» What you are asked to do
Reproduce the entries below in full, word for word.

» Source data
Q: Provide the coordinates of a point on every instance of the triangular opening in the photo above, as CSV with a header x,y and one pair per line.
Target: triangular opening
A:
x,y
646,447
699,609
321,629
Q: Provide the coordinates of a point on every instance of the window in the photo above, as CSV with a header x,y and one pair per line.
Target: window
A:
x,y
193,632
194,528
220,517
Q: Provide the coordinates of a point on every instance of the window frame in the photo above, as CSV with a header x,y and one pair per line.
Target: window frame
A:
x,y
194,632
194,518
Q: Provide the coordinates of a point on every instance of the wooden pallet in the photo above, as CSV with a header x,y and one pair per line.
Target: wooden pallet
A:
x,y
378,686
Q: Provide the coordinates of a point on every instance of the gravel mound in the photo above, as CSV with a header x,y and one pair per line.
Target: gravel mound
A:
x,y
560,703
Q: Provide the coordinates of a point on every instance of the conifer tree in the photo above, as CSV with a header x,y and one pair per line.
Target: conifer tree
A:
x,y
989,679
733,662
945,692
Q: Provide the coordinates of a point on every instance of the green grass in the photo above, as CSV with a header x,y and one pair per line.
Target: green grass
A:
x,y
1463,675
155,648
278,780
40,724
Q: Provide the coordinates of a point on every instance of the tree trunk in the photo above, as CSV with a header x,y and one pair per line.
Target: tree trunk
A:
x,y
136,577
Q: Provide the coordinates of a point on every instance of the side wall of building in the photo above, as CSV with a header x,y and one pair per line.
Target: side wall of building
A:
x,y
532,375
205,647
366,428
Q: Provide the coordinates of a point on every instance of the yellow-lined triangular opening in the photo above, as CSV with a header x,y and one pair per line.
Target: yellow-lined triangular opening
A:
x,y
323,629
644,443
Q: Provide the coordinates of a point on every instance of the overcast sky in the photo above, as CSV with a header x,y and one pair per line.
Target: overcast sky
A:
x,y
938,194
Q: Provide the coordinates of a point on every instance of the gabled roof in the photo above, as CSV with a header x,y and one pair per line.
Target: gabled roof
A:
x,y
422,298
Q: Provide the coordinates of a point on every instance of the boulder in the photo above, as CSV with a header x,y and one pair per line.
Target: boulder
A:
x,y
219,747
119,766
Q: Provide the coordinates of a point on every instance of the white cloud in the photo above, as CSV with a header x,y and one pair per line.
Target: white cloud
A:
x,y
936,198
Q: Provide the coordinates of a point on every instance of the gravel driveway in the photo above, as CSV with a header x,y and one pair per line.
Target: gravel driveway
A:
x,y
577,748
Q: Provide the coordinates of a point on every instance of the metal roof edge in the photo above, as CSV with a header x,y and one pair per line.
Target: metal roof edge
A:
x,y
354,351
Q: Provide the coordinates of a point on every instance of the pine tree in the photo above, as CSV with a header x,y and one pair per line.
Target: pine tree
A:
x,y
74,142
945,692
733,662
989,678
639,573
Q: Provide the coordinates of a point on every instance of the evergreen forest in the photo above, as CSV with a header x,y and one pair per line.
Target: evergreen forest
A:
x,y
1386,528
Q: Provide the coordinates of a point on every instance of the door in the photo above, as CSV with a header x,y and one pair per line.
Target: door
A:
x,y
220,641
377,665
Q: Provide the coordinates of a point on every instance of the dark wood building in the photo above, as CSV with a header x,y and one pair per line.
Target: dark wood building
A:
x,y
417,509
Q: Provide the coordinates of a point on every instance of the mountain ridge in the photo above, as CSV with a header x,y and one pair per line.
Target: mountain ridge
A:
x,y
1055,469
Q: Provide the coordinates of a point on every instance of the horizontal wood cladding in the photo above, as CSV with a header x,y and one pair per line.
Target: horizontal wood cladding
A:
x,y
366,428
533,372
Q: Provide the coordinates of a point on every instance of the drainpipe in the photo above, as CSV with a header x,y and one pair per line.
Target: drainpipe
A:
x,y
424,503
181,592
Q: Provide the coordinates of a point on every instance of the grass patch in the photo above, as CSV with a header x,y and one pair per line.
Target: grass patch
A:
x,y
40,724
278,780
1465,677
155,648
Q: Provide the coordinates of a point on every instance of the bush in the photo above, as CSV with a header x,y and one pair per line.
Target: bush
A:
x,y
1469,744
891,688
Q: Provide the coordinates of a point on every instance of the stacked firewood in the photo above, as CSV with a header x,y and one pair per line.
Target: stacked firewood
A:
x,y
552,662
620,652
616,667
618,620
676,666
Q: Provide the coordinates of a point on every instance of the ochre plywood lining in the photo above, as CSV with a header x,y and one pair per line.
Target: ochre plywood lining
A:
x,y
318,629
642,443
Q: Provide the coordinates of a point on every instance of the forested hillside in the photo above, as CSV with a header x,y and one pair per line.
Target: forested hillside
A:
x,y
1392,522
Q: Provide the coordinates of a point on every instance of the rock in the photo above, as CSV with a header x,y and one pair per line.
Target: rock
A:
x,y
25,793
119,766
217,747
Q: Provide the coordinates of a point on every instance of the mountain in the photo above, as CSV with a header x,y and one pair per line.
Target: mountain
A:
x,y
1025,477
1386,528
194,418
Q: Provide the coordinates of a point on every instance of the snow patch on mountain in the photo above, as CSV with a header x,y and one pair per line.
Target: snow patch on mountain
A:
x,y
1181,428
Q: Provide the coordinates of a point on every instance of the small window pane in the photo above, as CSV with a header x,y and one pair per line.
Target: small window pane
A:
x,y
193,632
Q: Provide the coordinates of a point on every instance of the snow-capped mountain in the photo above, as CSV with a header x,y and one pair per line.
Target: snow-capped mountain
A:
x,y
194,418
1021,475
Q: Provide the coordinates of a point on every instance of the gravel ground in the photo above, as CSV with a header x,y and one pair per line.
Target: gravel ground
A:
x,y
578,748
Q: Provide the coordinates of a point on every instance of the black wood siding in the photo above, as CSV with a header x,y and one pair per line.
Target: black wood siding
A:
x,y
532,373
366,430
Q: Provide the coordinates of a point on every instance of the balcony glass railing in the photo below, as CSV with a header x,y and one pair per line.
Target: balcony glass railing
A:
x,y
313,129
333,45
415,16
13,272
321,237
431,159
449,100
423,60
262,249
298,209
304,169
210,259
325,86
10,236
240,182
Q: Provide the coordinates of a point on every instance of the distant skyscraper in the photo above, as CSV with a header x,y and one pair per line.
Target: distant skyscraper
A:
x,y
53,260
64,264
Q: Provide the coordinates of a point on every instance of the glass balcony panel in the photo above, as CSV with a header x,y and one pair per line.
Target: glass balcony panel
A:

» Answer for this exercise
Q: Provide the coordinates of a point on every instance of the triangular opening in the photo above, as CSV with a header x,y and one pair per line.
Target: triangular opening
A:
x,y
646,447
699,609
321,629
Q: Provide the coordinates of a point on every instance of the window in the photo above, as CSV with a header x,y and one pair per line.
Target: window
A:
x,y
193,632
194,528
220,517
Q: Provide the coordinates of a point on every instance of the window frame in the photo above, as CSV with a header x,y and one pair per line.
Target: window frame
A:
x,y
194,632
194,518
Q: Provide the coordinates of a point on every instance of the wooden pallet in the photo above, as CSV with a header x,y and one pair per line.
Target: wooden pallet
A:
x,y
378,686
Q: Provide the coordinates of a point on every instance of the gravel mound in the photo above, as CSV with a header x,y and one pair per line.
Target: gravel mound
A:
x,y
560,703
Q: Provide the coordinates of a point on every instance of the conifer tree in the photo above, as CSV with a header x,y and one pair per line.
Target: conifer tree
A:
x,y
989,679
733,662
945,692
Q: Provide the coordinates of a point on every instance of the green grass in the photo above, as CSV with a header x,y and one pair per line.
Target: green grass
A:
x,y
1463,675
155,648
278,780
40,724
Q: Provide the coordinates of a point on every instance of the tree trunk in the photo above, as CSV with a header x,y and one pair per line.
Target: tree trunk
A:
x,y
136,577
Q: Provide the coordinates of a point on every instance of the side wall of building in the photo above, as CSV with a header x,y and one pair per line.
Target: side wall of building
A:
x,y
532,375
205,647
366,428
Q: Provide the coordinates of a point on every instance of the yellow-lined triangular opening in the photo above, as CSV with a header x,y and one pair per line.
Target: yellow-lined triangular opening
A:
x,y
323,629
644,443
Q: Provide the coordinates of a point on every instance of the overcast sky in the photo above, as CSV with a header x,y and one pair per line.
Target: overcast sky
A:
x,y
938,194
Q: Provide the coordinates of a point on every instance of the gabled roof in the photo above, as CSV with a header x,y and one pair per line.
Target: gabled roof
A:
x,y
422,298
Q: Provide the coordinates of a point on every instance of the boulder in the photo above, as CSV with a header x,y and one pair per line.
Target: boulder
A:
x,y
219,747
119,766
Q: Provide the coordinates of a point on every instance of the white cloud in the photo above, as CSV with a header x,y and one pair per line.
Target: white cloud
A:
x,y
936,198
Q: Provide the coordinates of a point on every instance of the gravel driveway in the photo above, as CSV with a header x,y and one pair per line.
Target: gravel driveway
A:
x,y
577,748
Q: Provide the coordinates of a point on every instance of the metal roof edge in the photo above, as CSV with a header x,y and one pair per line.
Target: metal roof edge
A:
x,y
354,351
Q: Provide the coordinates of a point on every instance of the pine tree in the photo above, as CSV with a header x,y and one pair per line.
Target: pine tree
A:
x,y
74,142
945,692
733,662
989,678
639,573
Q: Provide the coordinates of a point on every instance of the evergreen forest in the photo above, as CSV with a header x,y and one pair per line.
Target: evergreen forest
A:
x,y
1386,528
Q: Provide the coordinates of a point on every instance of the door in the photo above, as CSV with a header x,y and one pair per line.
Target: door
A:
x,y
220,641
377,665
Q: Provide the coordinates of a point on every instance of the dark wood building in the photo above, as CSV with a header x,y and one pair per line.
Target: dark wood building
A:
x,y
417,509
Q: Provide the coordinates of a point on every instance of the mountain ridge in the photo above, as CSV with a header x,y and one pair per line.
Target: mountain ridge
A:
x,y
1055,469
Q: Provide the coordinates of a point on every instance of the horizontal wood cladding in the photo above, as CSV with a header x,y and one pair per line.
Target: horizontal wood cladding
A:
x,y
366,428
533,372
Q: Provide the coordinates of a point on every instance of the drainpipe in the photo above, as CSV with a header x,y and one pair per line.
Target: drainpipe
A:
x,y
424,503
181,592
Q: Provide the coordinates of a point on every instance of the grass patch in the photo above, as CSV with a header x,y and one pair per line.
Target: grass patch
A:
x,y
40,724
278,780
1465,677
155,648
Q: Provide the coordinates of a point on every instance of the bush in the photo above, as CSV with a header x,y and one pair per line.
Target: bush
A:
x,y
1469,744
891,688
Q: Provide the coordinates of a point on every instance of the stacked firewood in the photo above, as CSV with a header x,y and one pair per line.
Target: stacked firewood
A:
x,y
552,662
620,652
616,667
618,620
676,666
Q: Provide the coordinates of a point on every instance of the ochre plywood lining in the photo above, as CSV with a header x,y and one pair per line.
Target: ochre plywood lining
A:
x,y
318,629
642,443
Q: Provide the coordinates of a point on every instance of the forested hillside in the photo above, as CSV with a header x,y and one pair per line.
Target: forested hillside
A:
x,y
1392,522
Q: Provide the coordinates of a point on every instance of the rock in the photo above, as CSV with a header x,y and one pair per line.
Target: rock
A:
x,y
25,793
119,766
217,747
Q: Provide the coordinates of a point on every instance of the mountain in the photo above, as CSV with a header x,y and one pair per line.
Target: mountain
A:
x,y
1025,477
1386,528
194,418
Q: Provide the coordinates of a point on every instance of the snow patch on mountain in the photo above, as CSV with a header x,y and one pair per line.
Target: snow patch on mountain
A:
x,y
1181,428
Q: Provide the coordinates of a point on every instance of the small window pane in the photo above, as CSV with a header x,y and one pair per line.
Target: small window pane
A:
x,y
193,632
Q: Provide the coordinates of a point on every instance of the snow-capped mountain in the photo above, as CSV with a header x,y and one pair per line.
Target: snow-capped mountain
A:
x,y
194,418
1021,475
Q: Provide the coordinates of a point on every instance of the gravel ground in the photo above, as CSV with a header x,y and one pair per line.
Target: gravel ground
A:
x,y
578,748
Q: Provide the coordinates of a point on every instance of the black wood siding in the photo above, as CSV with a header x,y and one pair per line.
Target: black wood siding
A:
x,y
532,373
366,430
Q: Provide the coordinates of a point on every instance of the balcony glass railing in the photo below, as CSV with a header x,y and one pair per line.
Target: balcony glass railing
A:
x,y
313,129
333,45
415,16
13,272
321,237
431,159
449,100
423,60
262,249
298,209
304,169
210,259
325,86
10,236
240,182
Q: Provide the coordinates of a point on every instance of the distant skyscraper in the photo above, as CSV with a header x,y and one pair per line.
Target: distant skyscraper
A:
x,y
53,260
64,264
Q: Provide the coordinates of a point on every instance of the glass balcony panel in the photo above, as CSV with a header x,y and one pair per line.
Target: glass balcony panel
A:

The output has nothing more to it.